- TASK DETAILS:
Your response must be an exact transcription of the lines from the one containing "Target: man in blue shirt" through the final line of the data.
START GIVEN ENTRIES
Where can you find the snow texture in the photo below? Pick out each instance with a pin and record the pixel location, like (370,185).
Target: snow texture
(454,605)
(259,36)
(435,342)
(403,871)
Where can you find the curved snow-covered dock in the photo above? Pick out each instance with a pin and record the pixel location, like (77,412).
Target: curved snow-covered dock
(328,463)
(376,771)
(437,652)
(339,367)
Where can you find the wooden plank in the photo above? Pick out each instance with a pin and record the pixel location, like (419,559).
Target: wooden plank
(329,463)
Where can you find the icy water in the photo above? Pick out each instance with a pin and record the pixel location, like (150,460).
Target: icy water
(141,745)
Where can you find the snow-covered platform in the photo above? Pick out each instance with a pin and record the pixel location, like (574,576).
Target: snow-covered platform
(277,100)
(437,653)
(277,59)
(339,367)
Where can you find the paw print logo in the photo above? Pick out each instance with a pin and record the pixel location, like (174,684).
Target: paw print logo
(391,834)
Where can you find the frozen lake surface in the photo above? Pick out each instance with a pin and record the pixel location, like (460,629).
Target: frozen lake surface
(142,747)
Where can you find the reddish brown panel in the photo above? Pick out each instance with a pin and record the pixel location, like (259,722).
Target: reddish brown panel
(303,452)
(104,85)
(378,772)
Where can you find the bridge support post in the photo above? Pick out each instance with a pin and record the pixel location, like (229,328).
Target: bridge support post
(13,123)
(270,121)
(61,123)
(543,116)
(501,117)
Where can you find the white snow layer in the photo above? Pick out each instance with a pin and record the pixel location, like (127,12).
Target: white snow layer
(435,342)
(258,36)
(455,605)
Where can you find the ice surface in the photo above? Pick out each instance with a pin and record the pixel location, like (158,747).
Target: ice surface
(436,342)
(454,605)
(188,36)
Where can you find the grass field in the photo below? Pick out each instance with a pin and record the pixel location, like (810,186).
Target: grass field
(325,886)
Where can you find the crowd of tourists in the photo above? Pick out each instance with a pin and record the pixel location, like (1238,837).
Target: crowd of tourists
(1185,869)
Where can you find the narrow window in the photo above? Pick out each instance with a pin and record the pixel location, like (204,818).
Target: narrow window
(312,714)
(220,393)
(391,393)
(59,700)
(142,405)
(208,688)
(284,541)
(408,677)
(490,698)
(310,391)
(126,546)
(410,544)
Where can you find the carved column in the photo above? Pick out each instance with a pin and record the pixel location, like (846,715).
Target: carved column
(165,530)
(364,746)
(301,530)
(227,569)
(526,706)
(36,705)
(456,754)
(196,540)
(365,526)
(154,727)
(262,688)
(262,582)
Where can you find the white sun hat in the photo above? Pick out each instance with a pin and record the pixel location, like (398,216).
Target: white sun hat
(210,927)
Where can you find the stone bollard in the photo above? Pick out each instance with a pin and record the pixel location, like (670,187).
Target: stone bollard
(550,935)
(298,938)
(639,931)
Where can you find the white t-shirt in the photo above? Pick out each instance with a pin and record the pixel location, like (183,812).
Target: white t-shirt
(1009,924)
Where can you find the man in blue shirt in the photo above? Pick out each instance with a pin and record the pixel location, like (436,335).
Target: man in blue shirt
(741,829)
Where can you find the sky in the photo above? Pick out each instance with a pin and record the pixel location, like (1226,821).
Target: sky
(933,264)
END GIVEN ENTRIES
- WRITTEN ANSWER:
Target: man in blue shirt
(741,829)
Where can you find the sky in the photo above? Pick out each instance with a pin and record the pixel location, like (1226,821).
Target: sky
(933,264)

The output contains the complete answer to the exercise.